▶ [Selected text]
■ ■ ■ ■

Chick's portrait of Ravelstein, however, reminds us more of Adeimantus than Glaucon. Adeimantus complains that the guardians will “enjoy nothing good from the city as do others, who possess lands, and build big fine houses, and possess all the accessories that go along with these things” (Bloom 97). Adeimantus wants to enjoy the luxuries of life; he wants to enjoy things that are his own and that distinguish him from others. Why does Chick focus on the luxury-loving Ravelstein rather than the warrior Ravelstein? The love of luxuries is something that appeals to some democratic tastes, if not those of Ravelstein's bourgeois neighbors and colleagues, at least to the southside blacks who admire Ravelstein's wardrobe. The desire for distinction and refinement may be a poor substitute for philosophic eros or the search for one's soul mate, but it may for Ravelstein alleviate the mediocrity and blandness of bourgeois life. At the very least, Chick sees in Ravelstein's love of luxury an accessible metaphor for his quest for greatness.
In his commentary on the Republic, Bloom describes Adeimantus as “poetically inclined” (359). In this, if not in his love of luxury, Chick may be closer to Adeimantus than is Ravelstein. Bloom explains that the poet is not as powerful as he thinks. “Precisely because he must make his audience join in the world he wishes to present to them, he must appeal to its dominant passions. … The spectators want to cry or to laugh. If the poet is to please, he must satisfy that demand” (Bloom 359). Chick wants to please, and he wants to educate. He knows that the audience is not likely to laugh or cry at Ravelstein's philosophic discussions or his role in the culture wars. Nonetheless he thinks Ravelstein's story is a compelling one, certainly one that made Chick laugh and cry.
Early in the book Chick reports that Ravelstein had told him he should be more like the writer Louis-Ferdinand Celine, whose nihilistic character Robinson refuses to tell a woman that he loves her. “Robinson the nihilist is high-principled about one thing only, not to lie about the very, very few things that really matter. He'll try any kind of obscenity but he draws the line at last, and this tramp woman, deeply insulted, shoots him dead because he won't say I love you” (13). Ravelstein's critics thought that he was all too willing to draw lines or to take moral stands, but Chick saw a different man, one who was high-principled only about “a very, very few things that really matter” (13). When Chick asks Ravelstein the meaning of Celine's story, Ravelstein replies, “It means that writers are to make you laugh and cry. That is what mankind is looking for” (13). Ravelstein knows that Chick can give mankind what it is looking for, and in the process tell Ravelstein's story. That is what Chick can do for Ravelstein.

■ ■ ■ ■

▶ [Given entries]
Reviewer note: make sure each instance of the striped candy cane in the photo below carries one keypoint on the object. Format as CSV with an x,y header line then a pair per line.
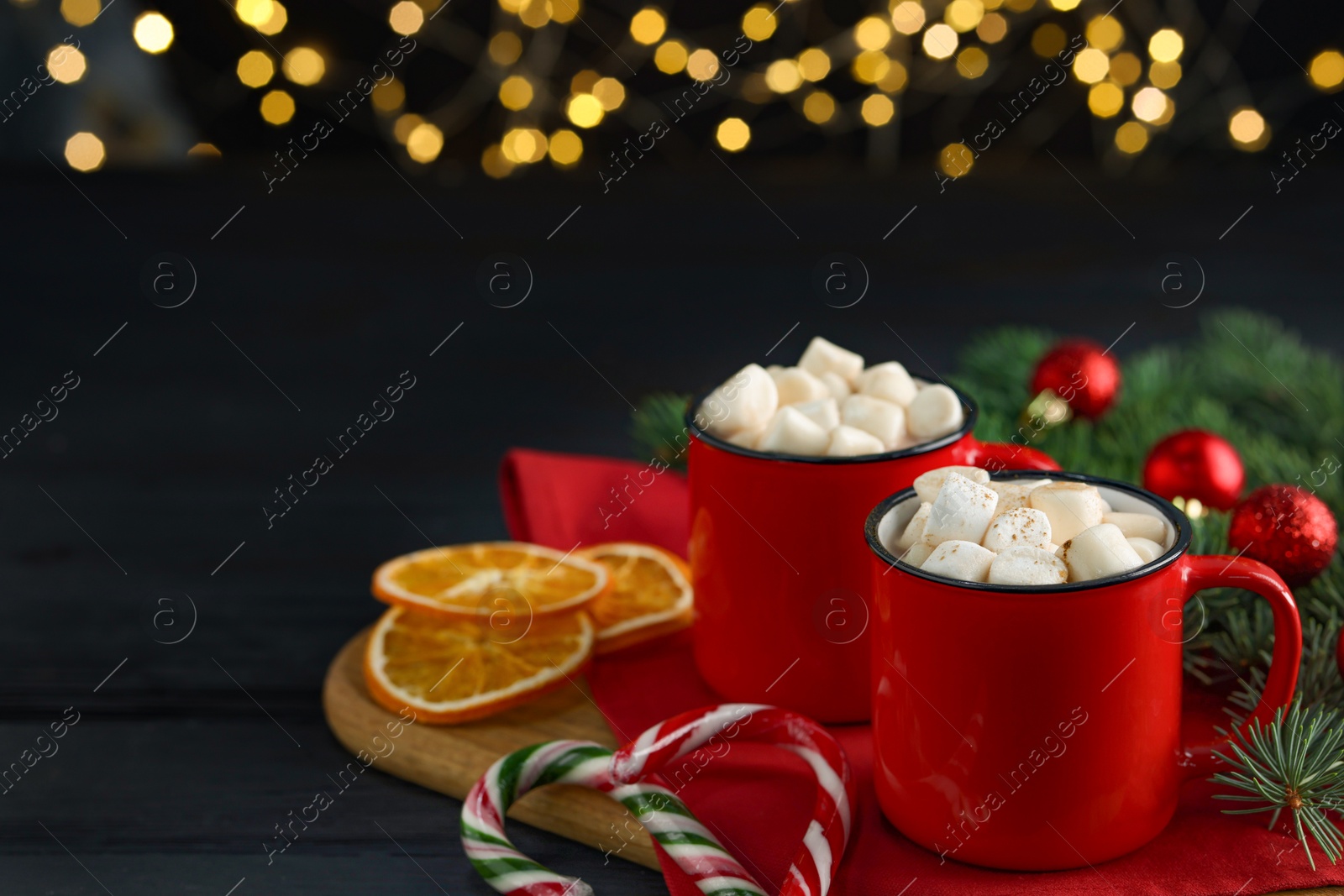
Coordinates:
x,y
631,778
823,846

■ ■ ■ ■

▶ [Task objective] Resume the passage on Chick's portrait of Ravelstein, picking up after its final sentence, "That is what Chick can do for Ravelstein."

▶ [Response to the task]
The book, however, is more about what Ravelstein did for Chick. Chick might have focused on Ravelstein's relationship with his students, and he has been criticized for his failure to do so. We do not see moving portraits of Ravelstein in the classroom, or Ravelstein engaged in intellectual disputes. We do not see the Ravelstein who attracted generations of students or legions of academic enemies. Or do we? How would one show the power of Ravelstein's attraction, the importance of his ideas, and his impact on students and colleagues? The influence of a man like Milton Friedman might best be seen in terms of his specific ideas and theories. But Ravelstein's influence was far harder to capture. That is why Chick presents it not in terms of abstractions but in terms of Ravelstein's influence on his own life.
Chick did not adopt Ravelstein's wardrobe or mannerisms, as did many of his students. If Ravelstein had ample confidence in his own intellectual superiority to Chick, he also knew that Chick was more than a student. Chick was not a young man attracted by an older, wiser, and most passionate teacher. In confronting Chick, Ravelstein was confronting an adult, one who was too old to become a disciple and one who was old enough to be a friend.
The task for Chick was to show that Ravelstein might have as profound an effect on him as he did on his students. Chick was attracted to Ravelstein the character, to his childish sense of humor and sweeping intelligence, but these attributes might have attracted anyone, especially young and impressionable students. But Chick tells us that Ravelstein made him more aware of the political dimensions of life, and perhaps more important, he helped Chick to recover his own erotic longings.
These two themes, eros and politics, come together in the story of Chick's wife Vela. In this book, we see Ravelstein the warrior primarily in his battle with Vela for Chick's soul.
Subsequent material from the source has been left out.